▶ [Set task] Rewrite the items that follow, replacing "located" with "situated" everywhere it appears and leaving everything else unchanged.

▶ [Extracted material]
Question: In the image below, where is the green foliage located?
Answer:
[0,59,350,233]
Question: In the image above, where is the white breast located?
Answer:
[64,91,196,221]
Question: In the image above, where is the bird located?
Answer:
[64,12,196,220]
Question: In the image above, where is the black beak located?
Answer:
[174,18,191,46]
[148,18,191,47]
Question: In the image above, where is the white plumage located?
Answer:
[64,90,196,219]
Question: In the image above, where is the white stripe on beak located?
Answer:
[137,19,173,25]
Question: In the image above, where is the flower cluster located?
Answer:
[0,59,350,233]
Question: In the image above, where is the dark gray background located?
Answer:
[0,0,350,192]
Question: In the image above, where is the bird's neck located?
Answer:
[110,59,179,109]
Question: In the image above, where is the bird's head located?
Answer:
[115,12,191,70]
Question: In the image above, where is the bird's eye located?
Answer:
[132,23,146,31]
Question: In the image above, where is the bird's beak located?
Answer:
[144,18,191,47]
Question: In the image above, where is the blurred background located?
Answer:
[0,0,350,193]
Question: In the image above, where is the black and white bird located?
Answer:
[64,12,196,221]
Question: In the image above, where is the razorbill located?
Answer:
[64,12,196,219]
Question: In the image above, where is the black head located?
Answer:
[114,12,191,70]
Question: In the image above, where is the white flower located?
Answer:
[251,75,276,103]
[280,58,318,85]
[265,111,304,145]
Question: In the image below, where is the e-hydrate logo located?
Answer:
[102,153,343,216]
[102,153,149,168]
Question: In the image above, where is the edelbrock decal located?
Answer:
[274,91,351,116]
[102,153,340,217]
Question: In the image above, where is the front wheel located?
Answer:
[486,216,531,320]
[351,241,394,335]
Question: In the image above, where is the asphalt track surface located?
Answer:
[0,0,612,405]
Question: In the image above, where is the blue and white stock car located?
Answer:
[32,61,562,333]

▶ [Correct result]
Question: In the image below, where is the green foliage situated?
Answer:
[0,59,350,233]
Question: In the image above, where is the white breast situated?
Answer:
[64,91,196,221]
Question: In the image above, where is the bird situated?
Answer:
[64,12,196,220]
Question: In the image above, where is the black beak situated?
Answer:
[174,18,191,46]
[148,18,191,47]
Question: In the image above, where is the white plumage situated?
Answer:
[64,90,196,219]
Question: In the image above, where is the white stripe on beak situated?
Answer:
[137,19,173,25]
Question: In the image above, where is the flower cluster situated?
Answer:
[0,59,350,233]
Question: In the image above, where is the dark gray background situated?
Answer:
[0,0,350,192]
Question: In the image above, where is the bird's neck situated?
Answer:
[110,59,179,109]
Question: In the image above, where is the bird's head situated?
Answer:
[115,12,191,70]
Question: In the image above, where is the bird's eye situated?
Answer:
[132,23,146,31]
Question: In the image above, where is the bird's beak situated?
Answer:
[144,18,191,47]
Question: In the image above, where is the blurred background situated?
Answer:
[0,0,350,193]
Question: In the image above, where is the black and white bird situated?
Answer:
[64,12,196,221]
Question: In the image above, where is the razorbill situated?
Answer:
[64,12,196,219]
Question: In the image above, where is the black head situated?
Answer:
[114,12,191,70]
Question: In the image above, where is the white flower situated?
Answer:
[251,75,276,103]
[280,58,318,85]
[265,111,304,145]
Question: In the image below, where is the e-hydrate logo situated?
Answer:
[102,153,343,216]
[102,153,149,168]
Question: In the image above, where is the edelbrock decal situated?
Answer:
[274,91,351,116]
[102,153,340,217]
Question: In the image above, where is the front wheel situated?
Answer:
[486,216,531,320]
[351,241,394,335]
Question: In the image above, where is the asphalt track surface situated?
Answer:
[0,0,612,405]
Question: In the image above, where is the blue and white stock car situated?
Answer:
[32,61,562,333]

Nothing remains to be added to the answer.